-- start Listing --
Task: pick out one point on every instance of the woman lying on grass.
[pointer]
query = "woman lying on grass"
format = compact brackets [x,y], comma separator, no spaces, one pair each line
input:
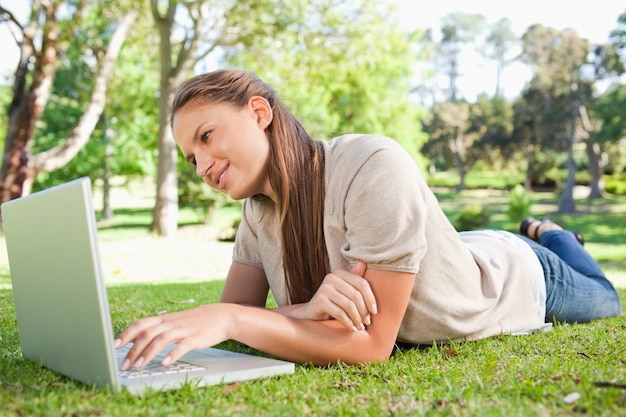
[353,245]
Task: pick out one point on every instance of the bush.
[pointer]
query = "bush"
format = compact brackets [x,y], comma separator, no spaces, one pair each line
[615,185]
[519,204]
[472,218]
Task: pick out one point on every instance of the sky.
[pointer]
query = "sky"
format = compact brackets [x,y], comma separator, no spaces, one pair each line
[590,19]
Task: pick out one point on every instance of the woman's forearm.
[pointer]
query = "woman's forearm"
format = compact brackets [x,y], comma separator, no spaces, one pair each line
[319,342]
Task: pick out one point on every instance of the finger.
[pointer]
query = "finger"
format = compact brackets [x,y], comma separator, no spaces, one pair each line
[329,302]
[148,343]
[363,286]
[183,347]
[353,303]
[365,299]
[359,268]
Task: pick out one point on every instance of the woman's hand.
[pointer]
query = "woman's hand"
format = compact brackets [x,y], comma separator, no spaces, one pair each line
[344,296]
[197,328]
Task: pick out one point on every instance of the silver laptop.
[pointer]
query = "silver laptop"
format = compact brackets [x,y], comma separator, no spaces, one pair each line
[62,307]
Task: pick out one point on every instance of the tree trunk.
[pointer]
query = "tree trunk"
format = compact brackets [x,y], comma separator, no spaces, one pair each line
[60,155]
[594,155]
[456,146]
[165,215]
[566,202]
[27,106]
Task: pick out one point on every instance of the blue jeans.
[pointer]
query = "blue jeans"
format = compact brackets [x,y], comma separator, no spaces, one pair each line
[576,288]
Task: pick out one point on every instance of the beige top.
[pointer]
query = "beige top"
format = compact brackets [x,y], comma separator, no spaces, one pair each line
[379,209]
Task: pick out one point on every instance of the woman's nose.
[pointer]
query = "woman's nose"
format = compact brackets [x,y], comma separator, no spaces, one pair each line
[203,165]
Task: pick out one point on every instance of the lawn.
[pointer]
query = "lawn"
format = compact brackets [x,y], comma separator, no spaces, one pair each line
[572,370]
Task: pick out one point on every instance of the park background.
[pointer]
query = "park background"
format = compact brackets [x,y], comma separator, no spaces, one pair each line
[510,110]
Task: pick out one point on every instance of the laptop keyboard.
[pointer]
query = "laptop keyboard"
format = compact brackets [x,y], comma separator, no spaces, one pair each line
[155,367]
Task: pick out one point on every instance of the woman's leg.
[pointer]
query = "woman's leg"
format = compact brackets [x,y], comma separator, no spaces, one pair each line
[577,290]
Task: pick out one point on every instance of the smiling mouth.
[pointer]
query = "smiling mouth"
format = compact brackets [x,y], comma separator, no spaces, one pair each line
[219,178]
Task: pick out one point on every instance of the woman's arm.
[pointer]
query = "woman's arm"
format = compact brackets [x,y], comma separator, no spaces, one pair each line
[343,296]
[320,342]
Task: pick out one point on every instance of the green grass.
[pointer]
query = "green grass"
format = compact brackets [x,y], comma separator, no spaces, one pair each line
[502,376]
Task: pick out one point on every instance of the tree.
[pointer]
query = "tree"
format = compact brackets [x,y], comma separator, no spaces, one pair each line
[44,39]
[457,29]
[498,45]
[451,133]
[341,78]
[188,33]
[560,90]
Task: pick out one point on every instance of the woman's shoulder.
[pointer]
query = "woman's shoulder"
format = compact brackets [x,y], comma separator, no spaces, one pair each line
[361,141]
[360,147]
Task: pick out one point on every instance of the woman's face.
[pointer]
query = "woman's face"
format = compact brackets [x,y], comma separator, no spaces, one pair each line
[228,145]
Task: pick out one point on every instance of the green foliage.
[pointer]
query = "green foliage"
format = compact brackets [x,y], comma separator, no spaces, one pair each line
[615,184]
[526,375]
[472,217]
[340,78]
[519,204]
[196,194]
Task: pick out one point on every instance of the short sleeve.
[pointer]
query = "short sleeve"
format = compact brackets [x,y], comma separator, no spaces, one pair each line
[378,204]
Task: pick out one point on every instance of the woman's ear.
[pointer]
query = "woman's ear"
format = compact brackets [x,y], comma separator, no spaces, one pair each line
[262,110]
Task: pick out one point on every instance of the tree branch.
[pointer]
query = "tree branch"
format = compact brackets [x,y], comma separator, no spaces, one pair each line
[60,155]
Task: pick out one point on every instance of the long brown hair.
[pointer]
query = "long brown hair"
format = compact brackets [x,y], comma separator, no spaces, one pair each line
[295,170]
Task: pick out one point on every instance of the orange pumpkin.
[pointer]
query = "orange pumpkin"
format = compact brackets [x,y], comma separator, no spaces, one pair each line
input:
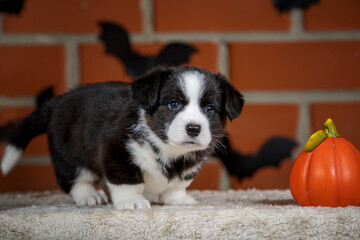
[327,171]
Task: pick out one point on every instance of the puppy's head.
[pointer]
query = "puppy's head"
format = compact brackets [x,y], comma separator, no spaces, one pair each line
[186,107]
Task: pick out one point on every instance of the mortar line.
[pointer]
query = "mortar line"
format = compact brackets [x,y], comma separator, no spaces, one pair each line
[14,39]
[300,96]
[223,58]
[72,65]
[148,21]
[1,25]
[297,23]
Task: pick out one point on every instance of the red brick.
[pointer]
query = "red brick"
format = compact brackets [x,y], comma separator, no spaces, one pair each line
[333,15]
[208,178]
[97,66]
[258,123]
[68,16]
[268,177]
[38,146]
[26,70]
[218,15]
[345,116]
[295,65]
[25,178]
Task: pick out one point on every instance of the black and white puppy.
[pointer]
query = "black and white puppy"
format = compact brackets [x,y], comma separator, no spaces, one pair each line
[142,141]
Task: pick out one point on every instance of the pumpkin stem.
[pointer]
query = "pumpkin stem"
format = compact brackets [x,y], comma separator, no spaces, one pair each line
[330,128]
[315,140]
[318,137]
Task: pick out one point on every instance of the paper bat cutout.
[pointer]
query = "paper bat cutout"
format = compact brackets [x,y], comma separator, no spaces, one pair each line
[11,6]
[286,5]
[270,154]
[117,42]
[8,130]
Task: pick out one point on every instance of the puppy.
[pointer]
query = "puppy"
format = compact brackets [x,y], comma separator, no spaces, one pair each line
[139,142]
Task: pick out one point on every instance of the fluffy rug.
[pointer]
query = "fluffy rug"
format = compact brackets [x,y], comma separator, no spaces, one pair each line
[251,214]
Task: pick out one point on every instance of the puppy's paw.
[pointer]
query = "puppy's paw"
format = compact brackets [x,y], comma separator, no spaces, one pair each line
[135,204]
[177,198]
[86,195]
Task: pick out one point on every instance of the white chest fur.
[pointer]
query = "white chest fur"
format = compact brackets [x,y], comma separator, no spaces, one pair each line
[155,182]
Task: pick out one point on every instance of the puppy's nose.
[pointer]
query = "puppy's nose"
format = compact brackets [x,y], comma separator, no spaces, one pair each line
[193,130]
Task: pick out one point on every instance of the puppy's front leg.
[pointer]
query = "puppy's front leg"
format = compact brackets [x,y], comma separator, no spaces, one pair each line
[126,196]
[176,195]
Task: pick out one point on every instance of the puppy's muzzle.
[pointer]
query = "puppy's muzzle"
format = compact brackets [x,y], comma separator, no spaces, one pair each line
[193,130]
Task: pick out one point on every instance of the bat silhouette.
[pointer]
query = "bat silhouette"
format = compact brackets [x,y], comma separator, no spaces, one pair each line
[11,6]
[117,42]
[286,5]
[271,153]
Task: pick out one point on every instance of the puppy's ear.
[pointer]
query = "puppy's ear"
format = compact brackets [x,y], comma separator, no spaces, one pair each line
[234,100]
[146,89]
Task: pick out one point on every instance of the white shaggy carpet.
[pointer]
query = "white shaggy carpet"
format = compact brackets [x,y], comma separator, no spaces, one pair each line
[251,214]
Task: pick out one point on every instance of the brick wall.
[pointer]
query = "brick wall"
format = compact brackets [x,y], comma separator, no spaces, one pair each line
[295,69]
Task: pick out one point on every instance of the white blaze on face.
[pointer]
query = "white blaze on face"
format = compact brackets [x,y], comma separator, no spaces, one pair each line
[192,85]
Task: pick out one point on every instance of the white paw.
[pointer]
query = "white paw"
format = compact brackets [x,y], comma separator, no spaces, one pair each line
[86,195]
[141,204]
[177,198]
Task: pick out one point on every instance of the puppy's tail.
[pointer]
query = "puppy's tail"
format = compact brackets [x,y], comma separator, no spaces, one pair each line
[31,126]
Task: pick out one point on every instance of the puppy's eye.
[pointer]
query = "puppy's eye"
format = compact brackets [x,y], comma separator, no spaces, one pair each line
[210,108]
[174,105]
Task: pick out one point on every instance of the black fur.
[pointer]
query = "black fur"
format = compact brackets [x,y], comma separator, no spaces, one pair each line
[90,127]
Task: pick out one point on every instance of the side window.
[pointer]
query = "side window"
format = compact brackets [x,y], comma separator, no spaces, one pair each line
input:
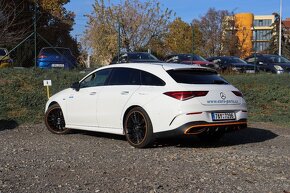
[124,58]
[151,80]
[98,78]
[251,60]
[125,76]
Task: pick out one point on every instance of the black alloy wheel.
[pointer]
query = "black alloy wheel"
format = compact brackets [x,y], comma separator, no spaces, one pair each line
[54,120]
[138,128]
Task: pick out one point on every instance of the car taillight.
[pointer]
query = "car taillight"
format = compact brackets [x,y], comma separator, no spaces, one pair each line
[185,95]
[42,56]
[238,93]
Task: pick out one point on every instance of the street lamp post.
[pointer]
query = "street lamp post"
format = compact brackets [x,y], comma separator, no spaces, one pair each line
[280,29]
[255,46]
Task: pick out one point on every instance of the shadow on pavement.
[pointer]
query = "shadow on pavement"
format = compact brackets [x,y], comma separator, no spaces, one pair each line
[8,124]
[99,134]
[246,136]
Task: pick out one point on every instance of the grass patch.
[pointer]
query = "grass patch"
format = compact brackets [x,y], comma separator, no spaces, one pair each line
-- end Listing --
Output exactly the lines from the one containing "the black fur." through the last line of the records above, both included, leaving out any pictures.

= Response below =
Task: pick out one point on every instance of the black fur.
[pointer]
query = "black fur"
format = compact brackets [x,y], comma separator, no spaces, one pair each line
[90,127]
Task: pick out one point on every instance of the side window.
[pointer]
query = "side window"
format = compact brackets [x,y], comma separator, no spaces, one pair each line
input:
[124,58]
[151,80]
[98,78]
[251,60]
[125,76]
Task: pick out one point on every instance of the black alloy wheel.
[pointer]
query = "black alloy wheel"
format = compact brackets [x,y], comma separator, no spaces, one pair each line
[54,120]
[138,128]
Task: pick out one point on every instance of the car taillight.
[pointer]
query = "car taillight"
format = compact brackets [x,y], comma separator, no spaces, one pair each line
[185,95]
[42,56]
[238,93]
Task: pick out one point on every instance of the street lamp post.
[pointer]
query = "street lamp post"
format = compact brackets [x,y], comma separator, no spaces, one pair each line
[280,29]
[255,46]
Task: pick out one point on every instance of the shadow on pavement.
[pointer]
query = "shadow on pavement"
format = compact brackets [x,y], comma separator, no spaces, one pair each line
[8,124]
[99,134]
[246,136]
Task: pick out one point on every instance of the grass patch.
[pointer]
query = "grass patch"
format = compact brackets [x,y], comma separator, no spaces, one pair each line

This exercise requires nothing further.